*What this task involves*. Format the items below as a Markdown table with two columns, "Row" for the row number and "Line" for the line itself. Skip any blank lines.

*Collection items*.
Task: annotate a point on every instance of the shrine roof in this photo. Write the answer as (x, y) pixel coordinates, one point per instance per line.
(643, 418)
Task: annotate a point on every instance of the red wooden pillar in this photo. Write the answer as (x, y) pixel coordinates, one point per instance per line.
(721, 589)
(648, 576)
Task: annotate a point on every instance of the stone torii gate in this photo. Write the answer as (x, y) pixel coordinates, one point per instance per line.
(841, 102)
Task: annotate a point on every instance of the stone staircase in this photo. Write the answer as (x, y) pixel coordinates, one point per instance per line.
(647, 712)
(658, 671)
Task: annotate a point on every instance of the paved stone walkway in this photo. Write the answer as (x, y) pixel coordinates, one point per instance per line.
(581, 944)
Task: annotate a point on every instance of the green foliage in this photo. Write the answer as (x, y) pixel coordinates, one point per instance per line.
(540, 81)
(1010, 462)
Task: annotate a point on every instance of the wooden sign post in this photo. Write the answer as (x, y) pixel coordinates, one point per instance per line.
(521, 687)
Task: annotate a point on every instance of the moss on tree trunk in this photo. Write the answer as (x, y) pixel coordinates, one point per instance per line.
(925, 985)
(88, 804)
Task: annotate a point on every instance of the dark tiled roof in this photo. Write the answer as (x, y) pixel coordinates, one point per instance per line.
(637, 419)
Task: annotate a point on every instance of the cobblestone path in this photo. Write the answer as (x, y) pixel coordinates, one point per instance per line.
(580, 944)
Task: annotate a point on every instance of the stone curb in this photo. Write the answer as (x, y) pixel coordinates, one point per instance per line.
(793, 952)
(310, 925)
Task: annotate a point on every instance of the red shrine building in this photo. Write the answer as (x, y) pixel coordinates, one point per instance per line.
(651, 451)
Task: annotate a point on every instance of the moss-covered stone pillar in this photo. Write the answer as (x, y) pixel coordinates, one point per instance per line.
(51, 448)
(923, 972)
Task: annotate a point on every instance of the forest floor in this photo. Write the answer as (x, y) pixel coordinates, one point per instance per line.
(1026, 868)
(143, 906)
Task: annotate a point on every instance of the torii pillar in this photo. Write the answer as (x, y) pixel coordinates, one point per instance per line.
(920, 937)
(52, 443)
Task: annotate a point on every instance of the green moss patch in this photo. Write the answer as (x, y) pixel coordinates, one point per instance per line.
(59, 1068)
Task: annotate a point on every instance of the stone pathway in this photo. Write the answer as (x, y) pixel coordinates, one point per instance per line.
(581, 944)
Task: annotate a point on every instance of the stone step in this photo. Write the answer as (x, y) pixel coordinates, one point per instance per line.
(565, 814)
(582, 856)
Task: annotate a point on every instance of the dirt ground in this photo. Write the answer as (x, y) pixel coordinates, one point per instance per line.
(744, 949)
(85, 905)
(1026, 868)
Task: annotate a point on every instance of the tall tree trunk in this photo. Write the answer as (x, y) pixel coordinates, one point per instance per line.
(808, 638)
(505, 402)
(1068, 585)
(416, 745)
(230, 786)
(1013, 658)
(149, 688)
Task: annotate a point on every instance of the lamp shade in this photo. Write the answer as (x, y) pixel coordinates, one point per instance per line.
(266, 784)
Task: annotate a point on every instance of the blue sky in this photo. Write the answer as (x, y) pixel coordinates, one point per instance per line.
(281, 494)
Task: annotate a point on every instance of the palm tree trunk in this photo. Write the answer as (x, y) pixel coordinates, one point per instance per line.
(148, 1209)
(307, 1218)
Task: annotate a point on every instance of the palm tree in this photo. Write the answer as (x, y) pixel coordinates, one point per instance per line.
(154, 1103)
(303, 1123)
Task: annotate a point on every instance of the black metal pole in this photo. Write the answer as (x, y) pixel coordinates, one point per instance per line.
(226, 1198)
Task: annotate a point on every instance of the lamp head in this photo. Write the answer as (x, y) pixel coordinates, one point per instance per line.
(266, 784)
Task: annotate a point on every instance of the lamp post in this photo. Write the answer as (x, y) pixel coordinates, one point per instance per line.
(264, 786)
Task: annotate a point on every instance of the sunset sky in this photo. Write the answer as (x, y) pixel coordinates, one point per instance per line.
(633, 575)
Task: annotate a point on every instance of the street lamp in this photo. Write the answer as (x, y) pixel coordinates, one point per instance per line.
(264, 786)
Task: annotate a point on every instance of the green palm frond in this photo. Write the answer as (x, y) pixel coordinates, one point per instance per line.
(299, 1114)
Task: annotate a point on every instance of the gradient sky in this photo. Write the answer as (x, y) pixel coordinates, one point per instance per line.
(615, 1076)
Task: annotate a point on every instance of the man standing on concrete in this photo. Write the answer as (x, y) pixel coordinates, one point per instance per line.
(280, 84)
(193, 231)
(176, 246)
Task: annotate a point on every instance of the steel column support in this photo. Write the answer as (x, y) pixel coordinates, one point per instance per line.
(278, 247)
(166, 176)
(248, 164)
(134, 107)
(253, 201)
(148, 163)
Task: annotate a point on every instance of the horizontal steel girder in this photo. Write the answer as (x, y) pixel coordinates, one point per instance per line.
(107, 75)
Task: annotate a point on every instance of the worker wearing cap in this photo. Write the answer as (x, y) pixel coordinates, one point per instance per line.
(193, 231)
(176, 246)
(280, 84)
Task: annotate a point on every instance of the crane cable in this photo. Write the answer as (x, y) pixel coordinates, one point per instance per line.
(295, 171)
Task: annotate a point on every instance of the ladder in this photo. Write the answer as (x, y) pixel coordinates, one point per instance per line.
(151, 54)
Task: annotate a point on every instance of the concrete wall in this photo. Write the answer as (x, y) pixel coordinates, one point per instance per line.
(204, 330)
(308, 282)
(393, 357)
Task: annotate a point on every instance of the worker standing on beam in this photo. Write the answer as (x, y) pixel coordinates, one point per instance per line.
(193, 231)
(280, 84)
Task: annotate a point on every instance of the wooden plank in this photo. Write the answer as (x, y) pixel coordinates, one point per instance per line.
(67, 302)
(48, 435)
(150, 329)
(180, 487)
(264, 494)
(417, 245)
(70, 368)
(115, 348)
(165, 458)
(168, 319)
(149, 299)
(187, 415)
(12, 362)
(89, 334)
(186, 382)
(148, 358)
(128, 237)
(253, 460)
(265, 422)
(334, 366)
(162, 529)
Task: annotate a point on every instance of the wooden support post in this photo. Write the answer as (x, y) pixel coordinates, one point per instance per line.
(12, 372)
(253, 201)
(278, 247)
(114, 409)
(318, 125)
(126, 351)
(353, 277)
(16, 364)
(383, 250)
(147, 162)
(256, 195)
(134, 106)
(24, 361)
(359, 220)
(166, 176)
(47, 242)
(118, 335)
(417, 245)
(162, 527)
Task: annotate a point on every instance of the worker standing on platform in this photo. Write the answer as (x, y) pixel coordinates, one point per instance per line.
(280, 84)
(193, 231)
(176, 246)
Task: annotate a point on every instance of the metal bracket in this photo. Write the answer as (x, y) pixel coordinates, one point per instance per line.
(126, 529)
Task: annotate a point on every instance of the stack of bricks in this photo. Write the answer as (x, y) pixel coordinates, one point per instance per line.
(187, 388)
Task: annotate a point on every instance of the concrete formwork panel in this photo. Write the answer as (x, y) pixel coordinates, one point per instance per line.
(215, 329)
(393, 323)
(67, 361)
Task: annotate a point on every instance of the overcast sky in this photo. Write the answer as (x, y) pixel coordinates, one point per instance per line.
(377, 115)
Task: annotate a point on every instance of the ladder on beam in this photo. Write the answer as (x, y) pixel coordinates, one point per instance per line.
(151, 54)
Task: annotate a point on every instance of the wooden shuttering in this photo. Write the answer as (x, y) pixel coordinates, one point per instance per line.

*Final answer*.
| Row | Line |
|---|---|
| 1 | Task: annotate a point on every instance of the shrine roof in this photo. Write the answer as (x, y) pixel coordinates, one point per instance per line. |
| 2 | (643, 418) |
| 3 | Task: annotate a point on every instance of the red wooden pillar in this photo. Write the answer as (x, y) pixel coordinates, one point per instance per line. |
| 4 | (721, 589) |
| 5 | (648, 576) |
| 6 | Task: annotate a point on every instance of the stone torii gate in this photo. Write the answer as (x, y) pixel coordinates, one point per instance per line. |
| 7 | (841, 102) |
| 8 | Task: annotate a point on every instance of the stone staircase in this photo. Write the answer as (x, y) pixel coordinates, one point per instance per line. |
| 9 | (647, 712) |
| 10 | (658, 671) |
| 11 | Task: annotate a point on every instance of the paved stone walkway in this photo. Write the answer as (x, y) pixel coordinates, one point per instance per line. |
| 12 | (581, 944) |
| 13 | Task: annotate a point on every instance of the green foliage in this photo. Write the answer as (x, y) pixel coordinates, one point per instance per line. |
| 14 | (540, 81) |
| 15 | (1010, 462) |
| 16 | Task: annotate a point on every instance of the wooden sign post in this photo. Write the answer as (x, y) pixel coordinates, one point per instance per line. |
| 17 | (521, 687) |
| 18 | Task: annotate a point on every instance of the moss on tree trunk in this photo. Write the answer as (x, y) pixel coordinates, one point per instance per line. |
| 19 | (925, 985) |
| 20 | (88, 804) |
| 21 | Task: annotate a point on every instance of the dark tiled roof in this photo. Write the answer as (x, y) pixel coordinates, one point per instance per line. |
| 22 | (637, 419) |
| 23 | Task: annotate a point on every instance of the cobblestone path in this photo. Write the answer as (x, y) pixel coordinates, one point per instance per line. |
| 24 | (580, 944) |
| 25 | Task: annotate a point on every instance of the stone curb in this photo. Write the answer as (x, y) pixel coordinates, one point per instance per line. |
| 26 | (793, 952) |
| 27 | (310, 925) |
| 28 | Task: annotate a point on every instance of the red shrine building in this photo. Write the answer as (x, y) pixel coordinates, one point per instance per line. |
| 29 | (651, 451) |
| 30 | Task: annotate a point on every instance of the moss-covered stone pillar in this photo. Write the answer as (x, y) pixel coordinates, one point per instance per line. |
| 31 | (51, 448) |
| 32 | (923, 972) |
| 33 | Task: annotate a point on every instance of the forest floor in this photo. Write the answer as (x, y) pixel coordinates, one point per instance per line. |
| 34 | (1026, 868) |
| 35 | (143, 906) |
| 36 | Task: annotate a point on every instance of the torii pillar in this photo. Write the answer as (x, y) pixel coordinates, one point per instance per line. |
| 37 | (920, 937) |
| 38 | (52, 443) |
| 39 | Task: annotate a point on every instance of the green moss patch in this photo. Write the answer as (x, y) pixel coordinates, one point per instance per line. |
| 40 | (59, 1068) |
| 41 | Task: annotate a point on every instance of the stone pathway in this photo. Write the answer as (x, y) pixel coordinates, one point per instance per line. |
| 42 | (581, 944) |
| 43 | Task: annotate a point on every instance of the stone step in this photo. Write the answer as (x, y) pixel coordinates, one point per instance per line. |
| 44 | (565, 814) |
| 45 | (582, 856) |
| 46 | Task: annotate a point on every instance of the dirt ground in this photo. Write the answer as (x, y) pixel coordinates, one point per instance per line. |
| 47 | (744, 949) |
| 48 | (85, 905) |
| 49 | (1026, 868) |
| 50 | Task: annotate a point on every instance of the tall tree trunk in this photo. Write the answer as (x, y) pixel coordinates, one point per instance per line. |
| 51 | (808, 638) |
| 52 | (505, 402) |
| 53 | (1068, 585) |
| 54 | (416, 745) |
| 55 | (230, 786) |
| 56 | (1013, 658) |
| 57 | (149, 688) |
| 58 | Task: annotate a point on every instance of the lamp shade in this photo. Write the answer as (x, y) pixel coordinates, one point per instance per line. |
| 59 | (266, 784) |
| 60 | Task: annotate a point on every instance of the blue sky in this photo. Write the answer as (x, y) pixel coordinates, one point per instance per line. |
| 61 | (281, 494) |
| 62 | Task: annotate a point on every instance of the palm tree trunk in this photo. Write the answer as (x, y) pixel coordinates, one point per instance per line. |
| 63 | (148, 1209) |
| 64 | (307, 1218) |
| 65 | Task: annotate a point on every instance of the palm tree in this photo. Write the answer as (x, y) pixel coordinates, one point per instance per line. |
| 66 | (154, 1103) |
| 67 | (303, 1123) |
| 68 | Task: annotate a point on every instance of the black metal pole in this photo. Write the answer as (x, y) pixel coordinates, one point per instance per line. |
| 69 | (226, 1198) |
| 70 | Task: annotate a point on every instance of the lamp head in this photo. Write the answer as (x, y) pixel coordinates, one point per instance per line. |
| 71 | (266, 784) |
| 72 | Task: annotate a point on every instance of the lamp post in this photo. Write the answer as (x, y) pixel coordinates, one point per instance per line. |
| 73 | (264, 786) |
| 74 | Task: annotate a point on every instance of the sunset sky in this photo. Write the answer as (x, y) pixel coordinates, one point per instance per line. |
| 75 | (633, 575) |
| 76 | Task: annotate a point on every instance of the street lamp in this photo. Write the answer as (x, y) pixel coordinates, one point per instance per line. |
| 77 | (264, 786) |
| 78 | Task: annotate a point on every instance of the green palm frond in this photo. Write the answer as (x, y) pixel coordinates, one point per instance per line. |
| 79 | (299, 1114) |
| 80 | Task: annotate a point on every instance of the gradient sky in this photo. Write the answer as (x, y) pixel coordinates, one point per instance per line. |
| 81 | (615, 1076) |
| 82 | Task: annotate a point on every instance of the man standing on concrete in this photo. Write the answer as (x, y) pixel coordinates, one point per instance per line. |
| 83 | (280, 84) |
| 84 | (193, 231) |
| 85 | (176, 246) |
| 86 | Task: annotate a point on every instance of the steel column support in this photo. Write the answer as (x, y) pixel coordinates, one point per instance per line. |
| 87 | (278, 247) |
| 88 | (166, 176) |
| 89 | (248, 164) |
| 90 | (134, 107) |
| 91 | (253, 201) |
| 92 | (148, 163) |
| 93 | Task: annotate a point on every instance of the horizontal steel girder in this photo. Write the answer as (x, y) pixel coordinates, one point per instance per line. |
| 94 | (107, 75) |
| 95 | Task: annotate a point on every instance of the worker wearing cap in this photo. Write the answer as (x, y) pixel coordinates, one point per instance per line. |
| 96 | (193, 231) |
| 97 | (176, 246) |
| 98 | (280, 84) |
| 99 | Task: annotate a point on every instance of the crane cable in this photo. Write the answer as (x, y) pixel coordinates, one point per instance per line. |
| 100 | (295, 171) |
| 101 | Task: annotate a point on every instance of the ladder in this photo. Write the answer as (x, y) pixel coordinates, one point per instance per line. |
| 102 | (151, 54) |
| 103 | Task: annotate a point on every instance of the concrete wall in this photo. Write the answer as (x, y) pixel coordinates, one point per instance per line. |
| 104 | (204, 330) |
| 105 | (308, 282) |
| 106 | (393, 357) |
| 107 | Task: annotate a point on every instance of the worker standing on beam in this photo. Write the answer as (x, y) pixel coordinates, one point per instance per line. |
| 108 | (193, 231) |
| 109 | (280, 84) |
| 110 | Task: annotate a point on every instance of the wooden plank in this photo. Write the answer as (x, y) pixel coordinates, one point per instance per line. |
| 111 | (67, 302) |
| 112 | (48, 435) |
| 113 | (150, 329) |
| 114 | (180, 487) |
| 115 | (264, 494) |
| 116 | (417, 245) |
| 117 | (70, 368) |
| 118 | (115, 348) |
| 119 | (165, 458) |
| 120 | (168, 319) |
| 121 | (149, 299) |
| 122 | (187, 415) |
| 123 | (12, 362) |
| 124 | (89, 334) |
| 125 | (186, 382) |
| 126 | (148, 358) |
| 127 | (128, 237) |
| 128 | (253, 460) |
| 129 | (265, 422) |
| 130 | (334, 366) |
| 131 | (162, 529) |
| 132 | Task: annotate a point on every instance of the wooden support post in this photo. Write the answer as (x, y) pixel coordinates, one point per instance per line. |
| 133 | (12, 372) |
| 134 | (253, 201) |
| 135 | (278, 247) |
| 136 | (114, 409) |
| 137 | (318, 125) |
| 138 | (126, 351) |
| 139 | (353, 277) |
| 140 | (16, 364) |
| 141 | (383, 250) |
| 142 | (147, 162) |
| 143 | (256, 195) |
| 144 | (134, 106) |
| 145 | (24, 361) |
| 146 | (359, 220) |
| 147 | (166, 176) |
| 148 | (47, 242) |
| 149 | (118, 335) |
| 150 | (417, 245) |
| 151 | (162, 527) |
| 152 | Task: annotate a point on every instance of the worker standing on platform in this photo. Write the answer as (x, y) pixel coordinates, one point per instance per line. |
| 153 | (280, 84) |
| 154 | (193, 231) |
| 155 | (176, 246) |
| 156 | Task: annotate a point on every instance of the metal bracket in this photo. Write the answer as (x, y) pixel coordinates, one point per instance per line. |
| 157 | (126, 529) |
| 158 | Task: annotate a point on every instance of the stack of bricks in this photo. Write the answer as (x, y) pixel coordinates, one point per instance per line. |
| 159 | (187, 388) |
| 160 | Task: annotate a point on every instance of the concrete formwork panel in this photo. Write the answer as (x, y) pixel coordinates, one point per instance per line. |
| 161 | (215, 329) |
| 162 | (393, 323) |
| 163 | (67, 361) |
| 164 | Task: annotate a point on every instance of the overcast sky in this photo. Write the answer as (x, y) pixel coordinates, one point per instance per line. |
| 165 | (377, 115) |
| 166 | Task: annotate a point on every instance of the ladder on beam in this photo. Write the answer as (x, y) pixel coordinates, one point per instance per line. |
| 167 | (151, 54) |
| 168 | Task: annotate a point on every instance of the wooden shuttering in this photo. Write the answer as (x, y) pixel coordinates, one point per instance per line. |